==== RECORDS SUPPLIED ====
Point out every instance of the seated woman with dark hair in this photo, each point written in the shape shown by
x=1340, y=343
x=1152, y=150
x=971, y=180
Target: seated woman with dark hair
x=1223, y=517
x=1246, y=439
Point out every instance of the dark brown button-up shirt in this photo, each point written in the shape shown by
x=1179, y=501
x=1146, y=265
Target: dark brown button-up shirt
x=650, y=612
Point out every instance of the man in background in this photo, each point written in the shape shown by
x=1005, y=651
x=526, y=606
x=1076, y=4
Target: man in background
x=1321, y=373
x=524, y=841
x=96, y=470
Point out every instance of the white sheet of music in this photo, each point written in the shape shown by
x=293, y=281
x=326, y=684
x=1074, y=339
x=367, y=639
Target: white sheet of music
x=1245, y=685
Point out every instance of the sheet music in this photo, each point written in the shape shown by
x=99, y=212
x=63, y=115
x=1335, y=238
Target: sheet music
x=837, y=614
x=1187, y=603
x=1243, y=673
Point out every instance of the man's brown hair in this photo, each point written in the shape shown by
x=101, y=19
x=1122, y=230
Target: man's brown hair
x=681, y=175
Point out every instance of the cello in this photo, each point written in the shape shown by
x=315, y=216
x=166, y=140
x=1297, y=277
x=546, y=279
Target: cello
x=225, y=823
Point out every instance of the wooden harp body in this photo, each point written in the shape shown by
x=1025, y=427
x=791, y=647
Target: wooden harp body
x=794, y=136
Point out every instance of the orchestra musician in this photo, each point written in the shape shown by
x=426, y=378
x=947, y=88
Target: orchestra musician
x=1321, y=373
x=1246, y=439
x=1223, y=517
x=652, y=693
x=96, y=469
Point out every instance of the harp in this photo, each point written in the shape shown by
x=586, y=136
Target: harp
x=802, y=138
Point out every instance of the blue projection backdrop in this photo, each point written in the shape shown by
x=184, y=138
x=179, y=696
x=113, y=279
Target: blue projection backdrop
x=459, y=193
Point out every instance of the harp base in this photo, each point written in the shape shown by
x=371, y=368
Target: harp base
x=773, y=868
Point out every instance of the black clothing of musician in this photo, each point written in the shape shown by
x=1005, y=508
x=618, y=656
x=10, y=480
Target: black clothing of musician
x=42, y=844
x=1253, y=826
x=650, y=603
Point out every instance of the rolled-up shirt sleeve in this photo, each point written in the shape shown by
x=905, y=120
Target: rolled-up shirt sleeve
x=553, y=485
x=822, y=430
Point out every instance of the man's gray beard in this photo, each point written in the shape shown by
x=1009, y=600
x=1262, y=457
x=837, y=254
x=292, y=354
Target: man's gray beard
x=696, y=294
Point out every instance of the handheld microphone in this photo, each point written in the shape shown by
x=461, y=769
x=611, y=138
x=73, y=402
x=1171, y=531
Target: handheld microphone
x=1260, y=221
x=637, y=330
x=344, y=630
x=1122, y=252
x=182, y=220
====
Retype the data shown above so that each line matches the original.

Point out every instance of the seated woman with dark hair in this photo, each point written in the shape shown by
x=1340, y=343
x=1152, y=150
x=971, y=180
Target: seated woman with dark hair
x=1223, y=517
x=1246, y=439
Point out every instance of the dark brown button-up shirt in this photo, each point written in the shape shown by
x=1179, y=501
x=1146, y=265
Target: dark brown button-up shirt
x=650, y=612
Point out every instance of the man in background in this photo, each point written in the shape shown by
x=1005, y=651
x=526, y=606
x=1076, y=4
Target: man in background
x=1321, y=373
x=524, y=841
x=96, y=470
Point out every instance of the white sheet of music in this photo, each point written in the shape shown by
x=293, y=281
x=326, y=684
x=1074, y=339
x=367, y=639
Target: white sheet of music
x=1245, y=685
Point out every instance of the sheet music in this photo, each point written in the shape shown by
x=99, y=212
x=63, y=115
x=1335, y=238
Target: sheet music
x=837, y=614
x=1187, y=603
x=1243, y=673
Point out every instance of the man's brown hair in this photo, each point written in the shape shown by
x=101, y=19
x=1122, y=230
Target: man's brown hair
x=681, y=175
Point out every instance of the cello in this photo, each point written in the shape shown by
x=315, y=216
x=166, y=140
x=1297, y=277
x=546, y=279
Target: cello
x=225, y=823
Point out every instance of the wooden harp body in this photo, each point written in the shape shown by
x=1025, y=427
x=791, y=647
Target: wooden harp body
x=794, y=136
Point out every instance of the orchestra musician in this photo, each point written in the shape shown by
x=426, y=378
x=947, y=88
Target: orchestra musician
x=1321, y=373
x=1246, y=439
x=1223, y=517
x=652, y=693
x=96, y=469
Point out every instance of the harp in this photo, each point written in the shape shown by
x=586, y=136
Target: harp
x=802, y=138
Point out every instance of the blue projection backdrop in this photo, each point written in the shape shown by
x=184, y=138
x=179, y=696
x=113, y=279
Target: blue projection backdrop
x=459, y=193
Point out every instance of the harp base in this photo, each point written in the shape shown by
x=371, y=368
Target: harp base
x=773, y=868
Point out every instance of the black clothing of musician in this photo, each point written in the shape shown by
x=1005, y=508
x=618, y=656
x=10, y=480
Target: black clothing of musician
x=42, y=844
x=1253, y=826
x=650, y=603
Point out every instance of the rolled-up shirt sleeve in this photo, each point written in the shape shown by
x=905, y=120
Target: rolled-up shirt sleeve
x=553, y=485
x=822, y=430
Point out every instance of the man's gray beard in this photo, each point written in the shape shown by
x=1009, y=600
x=1262, y=457
x=837, y=254
x=292, y=354
Target: man's gray beard
x=696, y=294
Point out every instance of the handheld microphone in this photo, each point written in the shape shown by
x=461, y=769
x=611, y=138
x=73, y=402
x=1171, y=531
Target: handheld microphone
x=1260, y=221
x=637, y=330
x=344, y=630
x=1122, y=252
x=182, y=220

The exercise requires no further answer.